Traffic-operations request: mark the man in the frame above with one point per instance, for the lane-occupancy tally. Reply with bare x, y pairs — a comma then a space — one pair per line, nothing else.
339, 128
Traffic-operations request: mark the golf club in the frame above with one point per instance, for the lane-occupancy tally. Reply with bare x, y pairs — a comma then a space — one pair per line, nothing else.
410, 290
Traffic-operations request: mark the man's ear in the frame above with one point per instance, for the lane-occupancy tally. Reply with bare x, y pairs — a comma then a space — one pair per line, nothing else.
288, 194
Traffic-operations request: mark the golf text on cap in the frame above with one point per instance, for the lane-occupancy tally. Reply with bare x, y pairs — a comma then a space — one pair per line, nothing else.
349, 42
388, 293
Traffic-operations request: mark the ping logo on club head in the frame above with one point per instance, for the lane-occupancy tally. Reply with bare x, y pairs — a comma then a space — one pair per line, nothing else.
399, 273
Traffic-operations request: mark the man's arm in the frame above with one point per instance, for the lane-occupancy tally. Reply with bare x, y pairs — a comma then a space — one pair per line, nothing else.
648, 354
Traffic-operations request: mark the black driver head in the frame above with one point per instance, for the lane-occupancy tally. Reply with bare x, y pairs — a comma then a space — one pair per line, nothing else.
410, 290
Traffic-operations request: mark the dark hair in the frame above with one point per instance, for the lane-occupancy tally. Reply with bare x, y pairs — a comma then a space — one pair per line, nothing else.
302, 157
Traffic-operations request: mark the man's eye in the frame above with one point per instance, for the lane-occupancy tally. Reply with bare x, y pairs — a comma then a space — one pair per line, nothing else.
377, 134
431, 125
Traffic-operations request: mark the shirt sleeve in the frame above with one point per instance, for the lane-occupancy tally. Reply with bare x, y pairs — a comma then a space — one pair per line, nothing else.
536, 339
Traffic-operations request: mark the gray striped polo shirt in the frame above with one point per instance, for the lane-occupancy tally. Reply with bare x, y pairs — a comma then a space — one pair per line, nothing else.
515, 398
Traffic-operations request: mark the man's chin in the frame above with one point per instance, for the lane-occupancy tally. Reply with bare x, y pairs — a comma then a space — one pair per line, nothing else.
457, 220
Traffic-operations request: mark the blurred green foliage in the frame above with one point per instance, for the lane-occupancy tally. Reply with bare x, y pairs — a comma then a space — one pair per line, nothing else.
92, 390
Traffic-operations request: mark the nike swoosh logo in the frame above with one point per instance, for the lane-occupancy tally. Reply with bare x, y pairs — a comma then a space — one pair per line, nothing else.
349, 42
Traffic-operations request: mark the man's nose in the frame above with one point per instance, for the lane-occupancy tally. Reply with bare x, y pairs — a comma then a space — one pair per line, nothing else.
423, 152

-=-=-=-=-

- _Exercise goal_:
Exact transcription of the records is all that is wanted.

- _Task output_:
Traffic-operations request: mark the man in the frame above with one point per instance, for the lane-occupancy tally. Reply with bare x, y pairs — a comma then a space — one pair per line, nothing else.
339, 128
Traffic-operations request: mark the golf club in the frame above with one point per instance, for the lane-occupancy tally. Reply with bare x, y pairs — a comma then a space — one pair per line, nothing else.
410, 290
Traffic-operations request: mark the man's ear in the frame above with one point per instance, for the lane-occupancy tally. Reply with bare x, y pairs — a comma then a space — one pair per line, nothing else.
288, 194
Traffic-operations request: mark the golf text on cap in the frame above with one point per instance, for the lane-occupancy tally. Reply with bare x, y pairs — a comma then a space — one pair per line, nothing else.
349, 42
388, 293
Traffic-operations request: mark the ping logo on club head in the frame above with one point per instance, for the lane-occupancy tally. Reply with bare x, y pairs — a comma then a space — one pair per line, nothing else.
399, 273
Traffic-operations request: mark the man's arm in the frame above with one point per instance, for the lane-occupancy tally. Reply with bare x, y pairs — a comma then a space — one pair per line, nothing else.
648, 354
Traffic-operations request: mark the black driver head in the frame above with one point per instance, for the lane-occupancy tally. Reply with bare x, y pairs — a comma then a space — one pair per line, nothing else.
410, 290
Traffic-operations request: mark the dark hair in the frame above with one point per instance, for the lane-occupancy tally. Reply with bare x, y pairs — a comma then a space — one pair per line, nothing else.
302, 157
Traffic-operations request: mark the man's eye in the frame above with one point per instance, for the lane-occupancy tally. Reply with bare x, y pairs — a comma then a space — one pair per line, nothing else.
377, 134
431, 125
Traffic-operations request: mark the shirt sleeve in the frame above with one point per instance, for the lane-occupancy tally. Reply with bare x, y pairs — a comma then a space — one pair per line, nothing else.
536, 339
Traffic-operations request: mark the gray striped polo shirt in the frame above with one point per instance, for the lane-occupancy tally. Reply with bare x, y pairs — a comma then a space — one pair per line, nothing else.
515, 398
Traffic-operations request: mark the man's chin in the frame above with one point per instance, for the lane-occupancy tally. Reply with bare x, y pairs — a comma then a space — one pair per line, nothing else.
457, 220
Traffic-operations request: mark the blurred green foliage in the frame above with one point per instance, for the lane-occupancy tally. Reply with bare x, y pairs — a comma then a space — one pair per line, nothing else.
92, 390
Traffic-operations request: mark the nike swoosh logo in the frame above with one point per instance, for the lane-occupancy tally. Reply with bare x, y pairs — a comma then a space — one pair per line, nothing else.
349, 42
Traffic-operations request: mark the man's nose in the frame above with one point per instance, for the lane-occupancy tally. Reply with bare x, y pairs — a comma then a space — one pair per line, nothing else.
423, 152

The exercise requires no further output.